STATED GOAL
Can you render the lines below as a JSON list of strings, with one string per line, blank lines omitted, and the pictures left out?

## begin PROVIDED DATA

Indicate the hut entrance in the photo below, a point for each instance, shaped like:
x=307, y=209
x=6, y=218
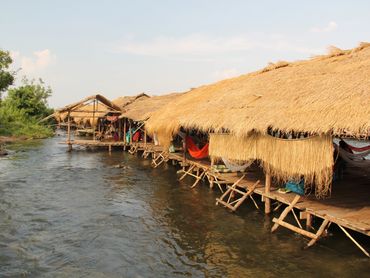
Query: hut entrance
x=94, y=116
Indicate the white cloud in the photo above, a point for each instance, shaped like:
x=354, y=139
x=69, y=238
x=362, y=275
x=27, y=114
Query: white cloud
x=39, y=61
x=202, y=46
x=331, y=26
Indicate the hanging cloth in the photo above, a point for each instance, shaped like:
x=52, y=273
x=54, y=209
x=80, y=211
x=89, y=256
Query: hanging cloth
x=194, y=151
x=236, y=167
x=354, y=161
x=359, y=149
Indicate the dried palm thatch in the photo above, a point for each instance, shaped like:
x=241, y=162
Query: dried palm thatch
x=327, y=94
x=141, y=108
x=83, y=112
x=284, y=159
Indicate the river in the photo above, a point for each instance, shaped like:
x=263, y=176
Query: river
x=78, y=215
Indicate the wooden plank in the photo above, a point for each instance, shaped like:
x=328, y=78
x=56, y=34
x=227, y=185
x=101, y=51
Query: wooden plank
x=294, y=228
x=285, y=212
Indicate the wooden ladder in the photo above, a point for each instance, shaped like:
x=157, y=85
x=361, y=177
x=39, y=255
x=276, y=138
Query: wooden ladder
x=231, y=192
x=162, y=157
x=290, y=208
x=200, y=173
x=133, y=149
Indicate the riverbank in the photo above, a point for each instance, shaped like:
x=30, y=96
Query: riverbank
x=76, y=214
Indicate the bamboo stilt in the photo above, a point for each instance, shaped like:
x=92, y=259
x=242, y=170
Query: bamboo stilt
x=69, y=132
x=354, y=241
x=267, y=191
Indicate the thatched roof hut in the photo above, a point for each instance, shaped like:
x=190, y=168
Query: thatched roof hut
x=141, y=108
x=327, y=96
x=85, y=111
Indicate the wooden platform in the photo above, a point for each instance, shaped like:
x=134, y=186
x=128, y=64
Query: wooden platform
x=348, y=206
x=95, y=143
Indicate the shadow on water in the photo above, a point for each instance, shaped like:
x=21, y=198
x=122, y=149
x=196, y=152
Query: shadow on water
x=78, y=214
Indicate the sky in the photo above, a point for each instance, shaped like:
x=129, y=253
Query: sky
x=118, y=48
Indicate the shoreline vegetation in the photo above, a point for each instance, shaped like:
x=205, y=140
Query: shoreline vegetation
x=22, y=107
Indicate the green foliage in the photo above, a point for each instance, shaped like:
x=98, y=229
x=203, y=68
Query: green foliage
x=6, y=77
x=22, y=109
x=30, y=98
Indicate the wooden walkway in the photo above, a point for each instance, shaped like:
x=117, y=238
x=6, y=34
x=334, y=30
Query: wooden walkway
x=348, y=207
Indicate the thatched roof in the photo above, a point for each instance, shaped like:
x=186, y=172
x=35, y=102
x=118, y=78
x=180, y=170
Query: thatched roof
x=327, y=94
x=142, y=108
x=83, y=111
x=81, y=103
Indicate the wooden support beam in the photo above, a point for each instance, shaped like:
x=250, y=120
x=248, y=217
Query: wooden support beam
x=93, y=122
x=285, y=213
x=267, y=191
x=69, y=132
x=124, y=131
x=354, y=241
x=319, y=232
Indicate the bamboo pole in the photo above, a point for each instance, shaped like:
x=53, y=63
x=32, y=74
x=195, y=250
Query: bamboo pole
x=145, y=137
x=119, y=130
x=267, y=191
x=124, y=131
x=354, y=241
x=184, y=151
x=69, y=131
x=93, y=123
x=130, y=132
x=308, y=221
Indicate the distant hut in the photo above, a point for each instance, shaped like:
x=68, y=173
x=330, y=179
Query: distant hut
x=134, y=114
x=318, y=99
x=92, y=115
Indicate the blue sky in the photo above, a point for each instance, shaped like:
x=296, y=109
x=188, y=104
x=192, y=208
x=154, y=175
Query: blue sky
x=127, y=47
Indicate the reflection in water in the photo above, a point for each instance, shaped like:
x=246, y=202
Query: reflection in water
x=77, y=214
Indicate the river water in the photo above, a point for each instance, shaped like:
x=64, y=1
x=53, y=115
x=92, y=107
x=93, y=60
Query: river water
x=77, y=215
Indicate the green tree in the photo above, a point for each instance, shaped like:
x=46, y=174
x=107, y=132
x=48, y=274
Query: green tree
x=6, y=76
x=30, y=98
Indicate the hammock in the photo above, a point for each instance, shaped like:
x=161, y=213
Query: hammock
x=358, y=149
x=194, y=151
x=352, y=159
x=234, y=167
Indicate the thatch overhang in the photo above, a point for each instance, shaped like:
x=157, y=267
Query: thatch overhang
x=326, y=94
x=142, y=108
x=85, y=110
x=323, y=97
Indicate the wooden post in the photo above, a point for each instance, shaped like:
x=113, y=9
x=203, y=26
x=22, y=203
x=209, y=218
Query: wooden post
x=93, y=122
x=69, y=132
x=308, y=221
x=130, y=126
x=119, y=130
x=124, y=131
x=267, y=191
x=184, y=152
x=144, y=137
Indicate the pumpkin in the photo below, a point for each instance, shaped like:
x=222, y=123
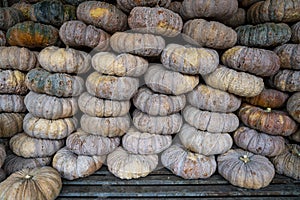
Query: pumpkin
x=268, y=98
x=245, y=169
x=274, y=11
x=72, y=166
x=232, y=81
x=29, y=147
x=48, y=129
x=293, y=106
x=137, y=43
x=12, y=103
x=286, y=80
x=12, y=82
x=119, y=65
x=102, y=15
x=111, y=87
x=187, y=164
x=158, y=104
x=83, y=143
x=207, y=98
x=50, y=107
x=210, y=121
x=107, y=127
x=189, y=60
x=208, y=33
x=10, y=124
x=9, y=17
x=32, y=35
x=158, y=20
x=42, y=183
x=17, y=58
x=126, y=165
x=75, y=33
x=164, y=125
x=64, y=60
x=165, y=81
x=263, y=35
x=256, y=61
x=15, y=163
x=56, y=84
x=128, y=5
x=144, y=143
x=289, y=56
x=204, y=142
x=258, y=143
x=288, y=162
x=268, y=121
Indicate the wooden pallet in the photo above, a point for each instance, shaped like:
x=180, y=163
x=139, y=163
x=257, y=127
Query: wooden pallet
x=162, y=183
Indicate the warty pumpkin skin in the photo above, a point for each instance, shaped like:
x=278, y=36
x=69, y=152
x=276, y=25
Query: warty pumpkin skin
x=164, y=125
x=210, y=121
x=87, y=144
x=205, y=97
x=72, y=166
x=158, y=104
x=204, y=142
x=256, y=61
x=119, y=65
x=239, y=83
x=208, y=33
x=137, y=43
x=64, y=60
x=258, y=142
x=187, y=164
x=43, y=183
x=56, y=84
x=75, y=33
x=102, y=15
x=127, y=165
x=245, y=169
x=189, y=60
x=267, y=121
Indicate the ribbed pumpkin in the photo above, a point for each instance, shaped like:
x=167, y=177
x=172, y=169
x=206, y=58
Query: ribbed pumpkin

## end PROVIDED DATA

RESULT OF THIS TASK
[
  "Indicate the hut entrance in the photo below, a point for each instance, shaped like:",
  "x=307, y=209",
  "x=6, y=218",
  "Query: hut entrance",
  "x=94, y=116",
  "Indicate the white cloud in the photo above, a point for each instance, shaped like:",
  "x=354, y=139",
  "x=69, y=238",
  "x=362, y=275",
  "x=27, y=114",
  "Query: white cloud",
  "x=39, y=61",
  "x=202, y=46",
  "x=331, y=26",
  "Indicate the hanging cloth in the photo above, a point for each instance, shaped like:",
  "x=52, y=273",
  "x=54, y=209",
  "x=80, y=211",
  "x=89, y=256",
  "Query: hanging cloth",
  "x=194, y=151",
  "x=236, y=167",
  "x=354, y=161",
  "x=359, y=149",
  "Indicate the dried palm thatch in the photo above, a point for each instance, shaped like:",
  "x=241, y=162",
  "Query: dried palm thatch",
  "x=327, y=94",
  "x=141, y=108",
  "x=83, y=112",
  "x=284, y=159",
  "Indicate the river in the photo above, a point for each instance, shaped like:",
  "x=263, y=176",
  "Query: river",
  "x=78, y=215",
  "Indicate the wooden plank in the photo above, a point for each instance, shaped like:",
  "x=328, y=78",
  "x=56, y=34",
  "x=227, y=185",
  "x=101, y=51",
  "Query: wooden plank",
  "x=294, y=228",
  "x=285, y=212",
  "Indicate the wooden ladder in the photo above, a point for each instance, shaped like:",
  "x=157, y=85",
  "x=361, y=177",
  "x=39, y=255",
  "x=276, y=138",
  "Query: wooden ladder",
  "x=231, y=192",
  "x=162, y=157",
  "x=290, y=208",
  "x=200, y=173",
  "x=133, y=149",
  "Indicate the riverbank in the photo above, a point for each instance, shaped like:",
  "x=30, y=96",
  "Query: riverbank",
  "x=76, y=214",
  "Indicate the bamboo stilt in the photo above, a point for each instance, shaped like:",
  "x=92, y=259",
  "x=242, y=170",
  "Query: bamboo stilt",
  "x=69, y=132",
  "x=354, y=241",
  "x=267, y=191",
  "Indicate the thatched roof hut in the photo above, a point for each instance, shaped like:",
  "x=190, y=168",
  "Query: thatched roof hut",
  "x=141, y=108",
  "x=327, y=96",
  "x=85, y=111",
  "Indicate the wooden platform in the photo above, a point for each instance, shaped like:",
  "x=134, y=186",
  "x=128, y=64",
  "Query: wooden platform",
  "x=348, y=206",
  "x=95, y=143",
  "Indicate the shadow on water in the photo above, a point for each instance, shaped like:",
  "x=21, y=198",
  "x=122, y=149",
  "x=196, y=152",
  "Query: shadow on water",
  "x=78, y=214",
  "Indicate the sky in the photo above, a point for each instance, shaped like:",
  "x=129, y=253",
  "Query: sky",
  "x=118, y=48",
  "Indicate the shoreline vegetation in the photo above, a point for each instance, shaped like:",
  "x=205, y=140",
  "Query: shoreline vegetation",
  "x=22, y=107",
  "Indicate the green foliage in the photo above, a point for each instance, shaped like:",
  "x=98, y=229",
  "x=203, y=68",
  "Query: green foliage",
  "x=6, y=77",
  "x=22, y=109",
  "x=30, y=98",
  "Indicate the wooden walkway in the photo above, a point for each instance, shaped like:",
  "x=117, y=238",
  "x=6, y=34",
  "x=334, y=30",
  "Query: wooden walkway",
  "x=348, y=207",
  "Indicate the thatched roof in the photo above, a point for each instance, shaped like:",
  "x=186, y=172",
  "x=35, y=102",
  "x=118, y=78",
  "x=180, y=170",
  "Query: thatched roof",
  "x=327, y=94",
  "x=142, y=108",
  "x=83, y=111",
  "x=81, y=103",
  "Indicate the wooden support beam in the photo above, a point for each instance, shaped like:",
  "x=250, y=120",
  "x=248, y=217",
  "Query: wooden support beam",
  "x=93, y=122",
  "x=285, y=213",
  "x=267, y=191",
  "x=69, y=132",
  "x=124, y=131",
  "x=354, y=241",
  "x=319, y=232",
  "Indicate the bamboo pole in the photo above, a point for each instance, shaped like:",
  "x=53, y=63",
  "x=32, y=74",
  "x=195, y=250",
  "Query: bamboo pole",
  "x=145, y=137",
  "x=119, y=130",
  "x=267, y=191",
  "x=124, y=131",
  "x=354, y=241",
  "x=184, y=151",
  "x=69, y=131",
  "x=93, y=123",
  "x=130, y=132",
  "x=308, y=221",
  "Indicate the distant hut in the photo above, a point for each instance, shaped like:",
  "x=68, y=173",
  "x=330, y=179",
  "Query: distant hut",
  "x=134, y=114",
  "x=318, y=99",
  "x=92, y=115",
  "Indicate the blue sky in the photo above, a point for each instance, shaped like:",
  "x=296, y=109",
  "x=188, y=104",
  "x=192, y=208",
  "x=154, y=175",
  "Query: blue sky",
  "x=127, y=47",
  "Indicate the reflection in water in the photo above, a point for each instance, shaped like:",
  "x=246, y=202",
  "Query: reflection in water",
  "x=77, y=214",
  "Indicate the river water in the photo above, a point for each instance, shaped like:",
  "x=64, y=1",
  "x=53, y=115",
  "x=92, y=107",
  "x=93, y=60",
  "Query: river water",
  "x=77, y=215",
  "Indicate the green tree in the photo above, a point for each instance, shaped like:",
  "x=46, y=174",
  "x=107, y=132",
  "x=48, y=274",
  "Query: green tree",
  "x=6, y=76",
  "x=30, y=98",
  "Indicate the hammock in the photo above, a point for each instance, shaped like:",
  "x=161, y=213",
  "Query: hammock",
  "x=358, y=149",
  "x=194, y=151",
  "x=352, y=159",
  "x=234, y=167",
  "Indicate the thatch overhang in the photo above, a point for each instance, shaped like:",
  "x=157, y=267",
  "Query: thatch overhang",
  "x=326, y=94",
  "x=142, y=108",
  "x=85, y=110",
  "x=323, y=97",
  "Indicate the wooden post in the photo above, a point for each instance, shaped like:",
  "x=113, y=9",
  "x=203, y=26",
  "x=22, y=203",
  "x=209, y=218",
  "Query: wooden post",
  "x=93, y=122",
  "x=69, y=132",
  "x=308, y=221",
  "x=130, y=126",
  "x=119, y=130",
  "x=124, y=131",
  "x=267, y=191",
  "x=184, y=152",
  "x=144, y=137",
  "Indicate the pumpkin in the photo below, a point for each instance, shaped like:",
  "x=222, y=123",
  "Query: pumpkin",
  "x=268, y=98",
  "x=245, y=169",
  "x=274, y=11",
  "x=72, y=166",
  "x=232, y=81",
  "x=29, y=147",
  "x=48, y=129",
  "x=293, y=106",
  "x=137, y=43",
  "x=12, y=103",
  "x=286, y=80",
  "x=12, y=82",
  "x=119, y=65",
  "x=102, y=15",
  "x=111, y=87",
  "x=187, y=164",
  "x=158, y=104",
  "x=83, y=143",
  "x=207, y=98",
  "x=50, y=107",
  "x=210, y=121",
  "x=107, y=127",
  "x=189, y=60",
  "x=208, y=33",
  "x=10, y=124",
  "x=9, y=17",
  "x=32, y=35",
  "x=158, y=20",
  "x=42, y=183",
  "x=17, y=58",
  "x=126, y=165",
  "x=75, y=33",
  "x=164, y=125",
  "x=64, y=60",
  "x=165, y=81",
  "x=263, y=35",
  "x=256, y=61",
  "x=15, y=163",
  "x=56, y=84",
  "x=128, y=5",
  "x=144, y=143",
  "x=289, y=56",
  "x=204, y=142",
  "x=258, y=143",
  "x=288, y=162",
  "x=268, y=121",
  "Indicate the wooden pallet in the photo above, a point for each instance, shaped like:",
  "x=180, y=163",
  "x=139, y=163",
  "x=257, y=127",
  "Query: wooden pallet",
  "x=162, y=183",
  "Indicate the warty pumpkin skin in the photo above, a point for each instance, shaped like:",
  "x=278, y=36",
  "x=69, y=152",
  "x=276, y=25",
  "Query: warty pumpkin skin",
  "x=164, y=125",
  "x=210, y=121",
  "x=87, y=144",
  "x=205, y=97",
  "x=72, y=166",
  "x=158, y=104",
  "x=204, y=142",
  "x=256, y=61",
  "x=119, y=65",
  "x=239, y=83",
  "x=208, y=33",
  "x=137, y=43",
  "x=64, y=60",
  "x=258, y=142",
  "x=187, y=164",
  "x=43, y=183",
  "x=56, y=84",
  "x=75, y=33",
  "x=102, y=15",
  "x=127, y=165",
  "x=245, y=169",
  "x=189, y=60",
  "x=267, y=121",
  "Indicate the ribbed pumpkin in the photo above, a point for each instance, shaped like:",
  "x=167, y=177",
  "x=172, y=169",
  "x=206, y=58",
  "Query: ribbed pumpkin"
]